_Passage_
Substack

Monday, October 12, 2009

Another nudge to reduce corruption

I have blogged earlier about the demand side origins of corruption and how adaptive expectations among officials about precedents set by citizens/consumers creates, sustains and even amplifies corruption.

Often, the applicants to public services (and contractors executing works) are resigned to the inevitability of speed payments and voluntarily (often without coercion or signals from the official) donate something when the service is delivered. In most instances, it is also an expression of their relief at having received the service without enduring the expected hassles. The result is a chain of adaptive expectations (about receiving something) that get entrenched into the officials at the interface of service delivery. This problem is especially pronounced with the newer set of public service delivery interventions, which seek to minimize transactions and eliminate interface with officials, and whose incentives get distorted with such payments.

_Task_
Can you give everything from "I have blogged" down to "even amplifies corruption." in the post on corruption again, substituting "bribery" for "corruption"?

_Material_

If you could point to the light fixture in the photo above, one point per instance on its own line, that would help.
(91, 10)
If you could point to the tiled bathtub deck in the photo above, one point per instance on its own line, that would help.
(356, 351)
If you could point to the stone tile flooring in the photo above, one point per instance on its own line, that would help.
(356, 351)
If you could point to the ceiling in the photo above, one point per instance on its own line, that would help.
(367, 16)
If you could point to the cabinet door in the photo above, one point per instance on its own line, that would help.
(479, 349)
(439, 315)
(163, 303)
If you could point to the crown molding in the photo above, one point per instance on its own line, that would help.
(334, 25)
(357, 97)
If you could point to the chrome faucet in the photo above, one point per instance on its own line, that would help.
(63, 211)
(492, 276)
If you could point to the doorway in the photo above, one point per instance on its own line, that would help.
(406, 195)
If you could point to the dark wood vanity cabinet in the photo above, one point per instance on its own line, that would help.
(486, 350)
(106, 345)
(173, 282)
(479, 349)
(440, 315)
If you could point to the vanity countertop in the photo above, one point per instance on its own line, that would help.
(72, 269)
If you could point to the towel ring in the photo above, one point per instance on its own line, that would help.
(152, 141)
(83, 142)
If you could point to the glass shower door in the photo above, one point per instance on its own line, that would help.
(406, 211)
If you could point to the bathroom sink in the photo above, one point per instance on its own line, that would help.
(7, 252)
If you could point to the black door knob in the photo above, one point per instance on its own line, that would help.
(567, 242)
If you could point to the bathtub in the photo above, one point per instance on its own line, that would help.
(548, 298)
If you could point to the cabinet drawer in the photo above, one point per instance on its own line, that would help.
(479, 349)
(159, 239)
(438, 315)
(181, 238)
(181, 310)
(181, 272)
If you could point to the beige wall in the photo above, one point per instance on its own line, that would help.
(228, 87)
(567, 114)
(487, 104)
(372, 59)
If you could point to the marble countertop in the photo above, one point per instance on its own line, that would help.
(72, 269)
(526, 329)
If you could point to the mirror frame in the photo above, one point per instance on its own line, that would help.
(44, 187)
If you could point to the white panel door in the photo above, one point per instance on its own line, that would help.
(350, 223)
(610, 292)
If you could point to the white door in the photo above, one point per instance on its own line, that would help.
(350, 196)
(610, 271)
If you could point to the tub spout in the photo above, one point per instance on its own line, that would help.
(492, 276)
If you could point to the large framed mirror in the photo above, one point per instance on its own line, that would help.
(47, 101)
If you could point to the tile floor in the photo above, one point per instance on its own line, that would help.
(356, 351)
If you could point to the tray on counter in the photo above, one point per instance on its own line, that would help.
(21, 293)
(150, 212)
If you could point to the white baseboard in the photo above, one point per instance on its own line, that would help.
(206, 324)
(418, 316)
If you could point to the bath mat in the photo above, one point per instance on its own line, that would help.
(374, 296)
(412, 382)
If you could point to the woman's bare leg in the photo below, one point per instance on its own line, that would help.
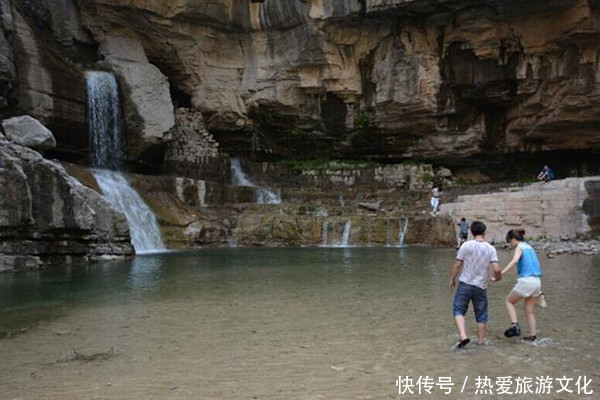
(511, 299)
(530, 304)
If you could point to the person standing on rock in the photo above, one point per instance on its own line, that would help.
(528, 287)
(435, 200)
(474, 258)
(463, 233)
(546, 174)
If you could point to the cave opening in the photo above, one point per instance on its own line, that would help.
(333, 114)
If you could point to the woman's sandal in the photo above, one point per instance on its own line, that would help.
(462, 344)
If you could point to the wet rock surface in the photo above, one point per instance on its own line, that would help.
(47, 217)
(556, 247)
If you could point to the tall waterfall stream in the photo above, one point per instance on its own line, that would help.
(104, 124)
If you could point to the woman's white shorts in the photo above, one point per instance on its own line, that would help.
(529, 286)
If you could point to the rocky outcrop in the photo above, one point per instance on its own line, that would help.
(28, 132)
(192, 151)
(7, 62)
(558, 209)
(47, 217)
(431, 79)
(50, 86)
(145, 93)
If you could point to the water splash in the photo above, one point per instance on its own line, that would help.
(239, 178)
(145, 233)
(325, 233)
(104, 120)
(346, 234)
(402, 232)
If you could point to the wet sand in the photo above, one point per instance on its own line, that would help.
(282, 324)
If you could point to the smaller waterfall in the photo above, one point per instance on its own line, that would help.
(239, 178)
(387, 233)
(402, 231)
(325, 232)
(346, 234)
(145, 233)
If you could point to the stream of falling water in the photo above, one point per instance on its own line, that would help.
(104, 124)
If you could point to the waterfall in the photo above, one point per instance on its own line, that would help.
(104, 124)
(402, 232)
(346, 234)
(239, 178)
(325, 232)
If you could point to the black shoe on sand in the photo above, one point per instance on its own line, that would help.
(462, 344)
(514, 330)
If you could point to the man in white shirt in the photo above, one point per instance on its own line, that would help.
(474, 258)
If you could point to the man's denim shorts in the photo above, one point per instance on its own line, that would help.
(466, 293)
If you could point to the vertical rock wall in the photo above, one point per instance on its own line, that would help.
(566, 208)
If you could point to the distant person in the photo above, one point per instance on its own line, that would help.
(546, 174)
(435, 200)
(475, 258)
(528, 287)
(463, 233)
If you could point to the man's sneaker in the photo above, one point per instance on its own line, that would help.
(542, 301)
(514, 330)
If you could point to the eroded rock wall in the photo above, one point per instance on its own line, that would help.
(559, 209)
(47, 217)
(423, 78)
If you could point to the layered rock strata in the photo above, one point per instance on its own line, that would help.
(387, 79)
(47, 217)
(558, 209)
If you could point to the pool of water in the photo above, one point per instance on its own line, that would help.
(283, 324)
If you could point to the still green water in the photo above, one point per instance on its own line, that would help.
(283, 324)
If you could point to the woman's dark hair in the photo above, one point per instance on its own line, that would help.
(518, 234)
(477, 228)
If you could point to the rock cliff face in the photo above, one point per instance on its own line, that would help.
(559, 209)
(47, 217)
(443, 80)
(389, 79)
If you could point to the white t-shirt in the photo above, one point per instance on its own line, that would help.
(476, 257)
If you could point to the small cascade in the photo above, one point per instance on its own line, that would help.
(325, 232)
(346, 234)
(402, 232)
(104, 124)
(239, 178)
(145, 233)
(388, 234)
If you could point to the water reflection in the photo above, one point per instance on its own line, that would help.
(145, 273)
(219, 319)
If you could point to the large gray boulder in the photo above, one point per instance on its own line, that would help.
(47, 217)
(27, 131)
(149, 112)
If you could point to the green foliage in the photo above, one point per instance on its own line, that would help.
(320, 164)
(427, 177)
(363, 127)
(362, 123)
(413, 161)
(256, 136)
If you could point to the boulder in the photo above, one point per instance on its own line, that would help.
(27, 131)
(47, 217)
(149, 112)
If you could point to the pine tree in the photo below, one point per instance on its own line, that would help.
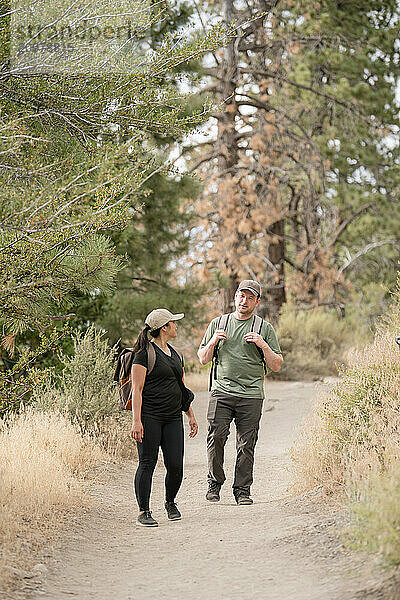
(301, 162)
(74, 161)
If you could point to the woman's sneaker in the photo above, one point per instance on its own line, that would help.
(172, 511)
(213, 491)
(147, 520)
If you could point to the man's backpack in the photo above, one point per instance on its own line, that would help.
(123, 373)
(223, 321)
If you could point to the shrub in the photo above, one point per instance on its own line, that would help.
(85, 389)
(377, 516)
(355, 428)
(312, 342)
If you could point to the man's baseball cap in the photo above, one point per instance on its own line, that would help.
(251, 285)
(161, 316)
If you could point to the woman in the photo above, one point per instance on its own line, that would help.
(157, 412)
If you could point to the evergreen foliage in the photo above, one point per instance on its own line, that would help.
(74, 160)
(303, 174)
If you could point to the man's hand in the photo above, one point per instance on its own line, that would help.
(193, 426)
(137, 431)
(220, 334)
(256, 338)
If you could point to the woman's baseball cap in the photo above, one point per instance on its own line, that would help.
(161, 316)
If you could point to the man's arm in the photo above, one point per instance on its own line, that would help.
(274, 361)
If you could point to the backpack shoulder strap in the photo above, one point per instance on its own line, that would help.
(221, 324)
(223, 321)
(178, 353)
(151, 358)
(257, 324)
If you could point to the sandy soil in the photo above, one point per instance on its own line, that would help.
(281, 548)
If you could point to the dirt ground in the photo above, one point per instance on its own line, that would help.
(281, 548)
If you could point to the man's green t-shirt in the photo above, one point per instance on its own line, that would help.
(240, 370)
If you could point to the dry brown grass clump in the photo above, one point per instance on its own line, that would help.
(43, 459)
(355, 428)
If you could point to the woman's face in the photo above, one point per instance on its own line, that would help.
(172, 329)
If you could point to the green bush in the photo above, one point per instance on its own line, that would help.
(85, 389)
(376, 516)
(313, 343)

_Finished task_
I have blogged earlier about the demand side origins of bribery and how adaptive expectations among officials about precedents set by citizens/consumers creates, sustains and even amplifies bribery.